Data lines:
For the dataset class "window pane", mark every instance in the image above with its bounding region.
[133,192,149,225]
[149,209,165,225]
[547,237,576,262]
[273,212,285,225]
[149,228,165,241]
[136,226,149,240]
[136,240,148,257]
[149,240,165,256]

#### WHAT NEEDS TO BE DONE
Rewrite the listing with "window pane" swapped for "glass panel". Leave every other line and character unchanged.

#### RESPONSE TO THE TASK
For the dataset class "glass panel", mark every instance in the image above with its bounding region.
[133,192,149,225]
[149,209,165,225]
[547,237,576,262]
[273,212,285,225]
[149,228,165,241]
[136,226,149,240]
[136,240,148,257]
[149,240,165,256]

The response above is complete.